### STORED ROWS:
= = =
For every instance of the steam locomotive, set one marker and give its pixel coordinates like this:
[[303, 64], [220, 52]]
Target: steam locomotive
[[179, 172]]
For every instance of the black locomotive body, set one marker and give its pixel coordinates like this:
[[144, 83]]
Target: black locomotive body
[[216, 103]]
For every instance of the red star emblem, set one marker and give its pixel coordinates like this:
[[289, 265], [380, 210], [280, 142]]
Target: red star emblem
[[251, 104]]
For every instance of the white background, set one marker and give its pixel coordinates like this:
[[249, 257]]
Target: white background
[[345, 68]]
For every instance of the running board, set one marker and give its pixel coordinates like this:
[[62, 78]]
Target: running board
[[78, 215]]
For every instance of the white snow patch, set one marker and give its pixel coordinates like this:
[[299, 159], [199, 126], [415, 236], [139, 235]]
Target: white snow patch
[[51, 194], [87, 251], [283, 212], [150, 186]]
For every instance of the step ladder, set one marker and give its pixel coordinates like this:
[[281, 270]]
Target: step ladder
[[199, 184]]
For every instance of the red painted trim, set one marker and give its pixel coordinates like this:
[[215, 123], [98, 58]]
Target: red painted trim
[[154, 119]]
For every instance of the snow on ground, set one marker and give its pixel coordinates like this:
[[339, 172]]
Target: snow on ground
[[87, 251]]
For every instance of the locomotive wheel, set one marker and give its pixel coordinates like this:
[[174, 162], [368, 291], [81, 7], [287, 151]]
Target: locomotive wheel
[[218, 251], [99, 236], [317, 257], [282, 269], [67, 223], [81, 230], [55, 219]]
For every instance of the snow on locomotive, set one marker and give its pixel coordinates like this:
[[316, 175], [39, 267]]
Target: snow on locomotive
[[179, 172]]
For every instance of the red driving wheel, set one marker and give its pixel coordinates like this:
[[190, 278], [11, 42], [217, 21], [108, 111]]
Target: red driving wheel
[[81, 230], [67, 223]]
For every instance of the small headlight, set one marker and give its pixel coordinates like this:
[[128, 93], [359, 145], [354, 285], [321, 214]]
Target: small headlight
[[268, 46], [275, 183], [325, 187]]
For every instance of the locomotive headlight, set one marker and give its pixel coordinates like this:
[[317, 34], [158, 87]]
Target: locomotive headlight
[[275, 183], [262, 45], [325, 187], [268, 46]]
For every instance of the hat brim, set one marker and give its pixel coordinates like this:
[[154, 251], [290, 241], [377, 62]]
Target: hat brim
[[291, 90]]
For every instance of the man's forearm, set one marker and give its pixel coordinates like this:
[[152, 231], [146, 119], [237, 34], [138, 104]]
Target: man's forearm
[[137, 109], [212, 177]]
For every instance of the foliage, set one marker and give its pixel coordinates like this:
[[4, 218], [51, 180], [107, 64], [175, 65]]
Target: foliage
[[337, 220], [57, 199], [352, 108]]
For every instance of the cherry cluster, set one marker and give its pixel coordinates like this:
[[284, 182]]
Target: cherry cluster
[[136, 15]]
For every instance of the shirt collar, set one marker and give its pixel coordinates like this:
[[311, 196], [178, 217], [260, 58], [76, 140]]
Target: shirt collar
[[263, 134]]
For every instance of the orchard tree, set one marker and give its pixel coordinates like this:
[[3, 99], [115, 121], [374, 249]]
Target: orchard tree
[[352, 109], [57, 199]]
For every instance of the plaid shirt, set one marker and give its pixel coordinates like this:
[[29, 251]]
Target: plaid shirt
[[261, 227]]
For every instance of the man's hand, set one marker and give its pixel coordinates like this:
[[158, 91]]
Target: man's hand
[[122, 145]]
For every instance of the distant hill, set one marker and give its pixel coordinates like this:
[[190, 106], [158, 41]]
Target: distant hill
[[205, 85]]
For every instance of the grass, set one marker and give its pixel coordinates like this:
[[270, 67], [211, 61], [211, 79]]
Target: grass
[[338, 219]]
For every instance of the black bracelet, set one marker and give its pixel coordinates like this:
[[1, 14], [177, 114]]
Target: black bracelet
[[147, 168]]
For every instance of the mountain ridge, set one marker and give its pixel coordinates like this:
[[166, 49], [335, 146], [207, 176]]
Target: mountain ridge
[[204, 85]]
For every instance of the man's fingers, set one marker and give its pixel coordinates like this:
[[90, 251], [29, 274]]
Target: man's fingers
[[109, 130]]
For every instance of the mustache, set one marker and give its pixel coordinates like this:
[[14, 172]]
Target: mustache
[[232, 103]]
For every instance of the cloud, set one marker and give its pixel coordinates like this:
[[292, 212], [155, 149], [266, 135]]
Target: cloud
= = =
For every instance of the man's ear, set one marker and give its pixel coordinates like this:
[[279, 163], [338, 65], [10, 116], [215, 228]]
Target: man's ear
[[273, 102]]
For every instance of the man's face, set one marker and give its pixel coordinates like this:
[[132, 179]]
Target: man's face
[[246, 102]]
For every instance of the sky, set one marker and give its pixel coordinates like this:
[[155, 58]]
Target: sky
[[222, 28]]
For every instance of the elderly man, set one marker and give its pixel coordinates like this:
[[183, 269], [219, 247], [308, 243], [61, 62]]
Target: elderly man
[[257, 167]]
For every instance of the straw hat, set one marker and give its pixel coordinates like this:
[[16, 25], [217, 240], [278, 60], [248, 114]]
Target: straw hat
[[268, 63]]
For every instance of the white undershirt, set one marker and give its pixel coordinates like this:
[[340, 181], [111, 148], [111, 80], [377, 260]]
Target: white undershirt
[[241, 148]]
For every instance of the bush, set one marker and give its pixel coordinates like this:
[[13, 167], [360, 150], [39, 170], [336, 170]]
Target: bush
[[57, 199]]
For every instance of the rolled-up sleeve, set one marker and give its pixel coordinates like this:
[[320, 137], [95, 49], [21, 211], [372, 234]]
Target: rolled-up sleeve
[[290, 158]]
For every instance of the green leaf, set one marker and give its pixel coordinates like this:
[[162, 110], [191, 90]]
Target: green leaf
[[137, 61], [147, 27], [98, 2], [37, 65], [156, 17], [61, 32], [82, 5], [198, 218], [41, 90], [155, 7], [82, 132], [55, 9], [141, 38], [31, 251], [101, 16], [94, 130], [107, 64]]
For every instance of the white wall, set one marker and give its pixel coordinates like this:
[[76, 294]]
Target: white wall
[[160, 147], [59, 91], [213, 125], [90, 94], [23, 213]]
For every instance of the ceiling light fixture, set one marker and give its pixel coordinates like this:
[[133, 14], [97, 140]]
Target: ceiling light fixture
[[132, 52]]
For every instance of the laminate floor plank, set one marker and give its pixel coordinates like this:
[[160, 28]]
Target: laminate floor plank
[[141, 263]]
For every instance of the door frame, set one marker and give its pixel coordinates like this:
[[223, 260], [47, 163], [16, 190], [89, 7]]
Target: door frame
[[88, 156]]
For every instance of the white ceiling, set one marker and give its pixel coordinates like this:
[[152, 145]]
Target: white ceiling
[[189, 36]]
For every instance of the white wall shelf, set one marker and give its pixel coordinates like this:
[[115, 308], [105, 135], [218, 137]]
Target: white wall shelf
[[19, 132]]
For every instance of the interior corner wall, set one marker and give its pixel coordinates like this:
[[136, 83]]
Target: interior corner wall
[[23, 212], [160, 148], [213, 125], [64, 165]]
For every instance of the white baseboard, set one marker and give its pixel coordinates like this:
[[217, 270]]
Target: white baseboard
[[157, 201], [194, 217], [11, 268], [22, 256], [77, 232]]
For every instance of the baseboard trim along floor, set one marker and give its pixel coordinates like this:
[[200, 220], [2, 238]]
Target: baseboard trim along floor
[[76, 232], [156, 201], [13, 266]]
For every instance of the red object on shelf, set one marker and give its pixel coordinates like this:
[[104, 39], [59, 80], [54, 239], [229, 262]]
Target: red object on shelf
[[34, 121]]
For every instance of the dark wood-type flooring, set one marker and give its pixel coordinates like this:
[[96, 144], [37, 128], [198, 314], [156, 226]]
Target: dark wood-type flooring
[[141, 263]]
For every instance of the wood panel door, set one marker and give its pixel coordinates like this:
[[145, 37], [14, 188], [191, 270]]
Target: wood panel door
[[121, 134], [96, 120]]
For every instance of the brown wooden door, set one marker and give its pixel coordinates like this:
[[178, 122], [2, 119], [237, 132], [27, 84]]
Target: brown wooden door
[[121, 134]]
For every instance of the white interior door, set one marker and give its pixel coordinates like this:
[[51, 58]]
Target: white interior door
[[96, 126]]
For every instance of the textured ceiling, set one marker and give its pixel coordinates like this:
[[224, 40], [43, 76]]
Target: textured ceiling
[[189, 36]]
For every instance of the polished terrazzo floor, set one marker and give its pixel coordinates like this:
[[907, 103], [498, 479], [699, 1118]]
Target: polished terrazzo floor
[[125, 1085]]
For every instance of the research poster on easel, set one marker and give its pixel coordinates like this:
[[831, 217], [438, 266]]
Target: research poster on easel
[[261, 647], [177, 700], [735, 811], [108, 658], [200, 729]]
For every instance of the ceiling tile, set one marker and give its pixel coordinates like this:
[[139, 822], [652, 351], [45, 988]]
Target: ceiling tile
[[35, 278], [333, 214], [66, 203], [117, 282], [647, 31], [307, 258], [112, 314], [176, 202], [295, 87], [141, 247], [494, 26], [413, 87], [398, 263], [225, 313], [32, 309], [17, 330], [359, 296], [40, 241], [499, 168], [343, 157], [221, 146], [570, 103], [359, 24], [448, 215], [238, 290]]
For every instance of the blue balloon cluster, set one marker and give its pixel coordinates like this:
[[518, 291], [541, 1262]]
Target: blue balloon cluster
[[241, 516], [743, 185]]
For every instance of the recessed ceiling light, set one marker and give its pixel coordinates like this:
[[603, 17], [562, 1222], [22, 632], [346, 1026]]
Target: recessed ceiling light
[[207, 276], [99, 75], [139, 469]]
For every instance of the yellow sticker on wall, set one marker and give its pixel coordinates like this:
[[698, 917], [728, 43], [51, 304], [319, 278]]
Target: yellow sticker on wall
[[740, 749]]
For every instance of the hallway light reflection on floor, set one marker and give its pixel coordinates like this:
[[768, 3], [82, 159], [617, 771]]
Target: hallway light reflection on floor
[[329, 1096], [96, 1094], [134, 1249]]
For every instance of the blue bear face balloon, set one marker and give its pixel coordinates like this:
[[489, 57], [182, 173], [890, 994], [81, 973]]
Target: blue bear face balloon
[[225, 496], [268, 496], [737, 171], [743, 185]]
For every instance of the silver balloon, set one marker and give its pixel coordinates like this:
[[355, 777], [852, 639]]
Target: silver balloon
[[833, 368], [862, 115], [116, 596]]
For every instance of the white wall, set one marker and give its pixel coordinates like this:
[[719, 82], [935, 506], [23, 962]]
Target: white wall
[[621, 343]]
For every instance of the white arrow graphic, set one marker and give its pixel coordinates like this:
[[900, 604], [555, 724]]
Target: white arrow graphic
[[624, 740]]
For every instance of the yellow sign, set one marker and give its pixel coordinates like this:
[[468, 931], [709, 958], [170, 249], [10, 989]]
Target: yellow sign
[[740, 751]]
= = =
Copy the lines above word for word, starting with the line that contains "For every instance of the hallway" and going on through the line that contains "[[225, 496], [268, 496], [737, 171], [743, 185]]".

### TASK ANSWER:
For every instance of the hallway light reflection on floor, set one marker and give its pixel coordinates like this:
[[768, 3], [82, 159], [617, 771]]
Target: hallway light reflection on floor
[[329, 1096], [96, 1094], [134, 1249]]
For every instance of the blue bear face balloon, set one marker and give its pixel coordinates like this:
[[489, 57], [182, 173], [890, 994], [81, 973]]
Target: blue bear face balloon
[[225, 496], [268, 496], [737, 171], [743, 185]]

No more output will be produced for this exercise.